_DONNÉES À UTILISER_.
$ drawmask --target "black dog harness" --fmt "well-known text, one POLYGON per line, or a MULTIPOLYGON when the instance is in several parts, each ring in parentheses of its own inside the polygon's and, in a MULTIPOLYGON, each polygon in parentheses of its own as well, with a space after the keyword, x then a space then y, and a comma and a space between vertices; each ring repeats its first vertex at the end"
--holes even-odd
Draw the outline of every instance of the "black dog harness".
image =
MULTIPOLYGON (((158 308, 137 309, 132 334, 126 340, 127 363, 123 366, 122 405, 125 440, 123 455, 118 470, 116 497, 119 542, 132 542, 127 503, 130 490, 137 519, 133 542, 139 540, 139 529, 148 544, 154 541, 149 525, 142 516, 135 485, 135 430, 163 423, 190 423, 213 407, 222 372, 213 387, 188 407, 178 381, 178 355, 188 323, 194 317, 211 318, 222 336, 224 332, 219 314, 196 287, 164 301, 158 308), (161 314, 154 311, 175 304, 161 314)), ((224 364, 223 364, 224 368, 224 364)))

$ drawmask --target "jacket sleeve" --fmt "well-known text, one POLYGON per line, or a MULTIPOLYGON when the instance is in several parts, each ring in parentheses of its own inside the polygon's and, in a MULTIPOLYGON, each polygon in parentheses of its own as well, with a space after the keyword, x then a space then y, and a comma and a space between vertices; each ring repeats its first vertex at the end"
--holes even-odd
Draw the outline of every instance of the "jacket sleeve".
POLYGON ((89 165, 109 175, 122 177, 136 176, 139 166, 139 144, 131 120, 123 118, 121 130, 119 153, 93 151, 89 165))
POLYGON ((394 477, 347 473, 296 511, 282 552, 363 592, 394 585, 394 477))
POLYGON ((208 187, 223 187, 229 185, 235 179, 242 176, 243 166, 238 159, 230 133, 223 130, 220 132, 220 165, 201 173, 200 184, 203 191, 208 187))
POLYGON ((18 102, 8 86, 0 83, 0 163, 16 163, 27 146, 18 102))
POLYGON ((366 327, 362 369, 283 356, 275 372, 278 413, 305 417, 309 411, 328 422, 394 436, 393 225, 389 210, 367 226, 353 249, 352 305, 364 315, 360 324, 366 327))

_TÂCHE À TRAITER_. Réécrivez s'il vous plaît l'ensemble des données ci-dessus en CSV à deux colonnes, « texte » et « reponse », avec une ligne par texte accompagné de sa réponse. Placez chaque valeur dans un seul champ entre guillemets, en remplaçant les retours à la ligne par des espaces.

_SORTIE COMPLÈTE_.
texte,reponse
"$ drawmask --target ""black dog harness"" --fmt ""well-known text, one POLYGON per line, or a MULTIPOLYGON when the instance is in several parts, each ring in parentheses of its own inside the polygon's and, in a MULTIPOLYGON, each polygon in parentheses of its own as well, with a space after the keyword, x then a space then y, and a comma and a space between vertices; each ring repeats its first vertex at the end"" --holes even-odd Draw the outline of every instance of the ""black dog harness"". image =","MULTIPOLYGON (((158 308, 137 309, 132 334, 126 340, 127 363, 123 366, 122 405, 125 440, 123 455, 118 470, 116 497, 119 542, 132 542, 127 503, 130 490, 137 519, 133 542, 139 540, 139 529, 148 544, 154 541, 149 525, 142 516, 135 485, 135 430, 163 423, 190 423, 213 407, 222 372, 213 387, 188 407, 178 381, 178 355, 188 323, 194 317, 211 318, 222 336, 224 332, 219 314, 196 287, 164 301, 158 308), (161 314, 154 311, 175 304, 161 314)), ((224 364, 223 364, 224 368, 224 364)))"
"$ drawmask --target ""jacket sleeve"" --fmt ""well-known text, one POLYGON per line, or a MULTIPOLYGON when the instance is in several parts, each ring in parentheses of its own inside the polygon's and, in a MULTIPOLYGON, each polygon in parentheses of its own as well, with a space after the keyword, x then a space then y, and a comma and a space between vertices; each ring repeats its first vertex at the end"" --holes even-odd Draw the outline of every instance of the ""jacket sleeve"".","POLYGON ((89 165, 109 175, 122 177, 136 176, 139 166, 139 144, 131 120, 123 118, 121 130, 119 153, 93 151, 89 165)) POLYGON ((394 477, 347 473, 296 511, 282 552, 363 592, 394 585, 394 477)) POLYGON ((208 187, 223 187, 229 185, 235 179, 242 176, 243 166, 238 159, 230 133, 223 130, 220 132, 220 165, 201 173, 200 184, 203 191, 208 187)) POLYGON ((18 102, 8 86, 0 83, 0 163, 16 163, 27 146, 18 102)) POLYGON ((366 327, 362 369, 283 356, 275 372, 278 413, 305 417, 309 411, 328 422, 394 436, 393 225, 389 210, 367 226, 353 249, 352 305, 364 315, 360 324, 366 327))"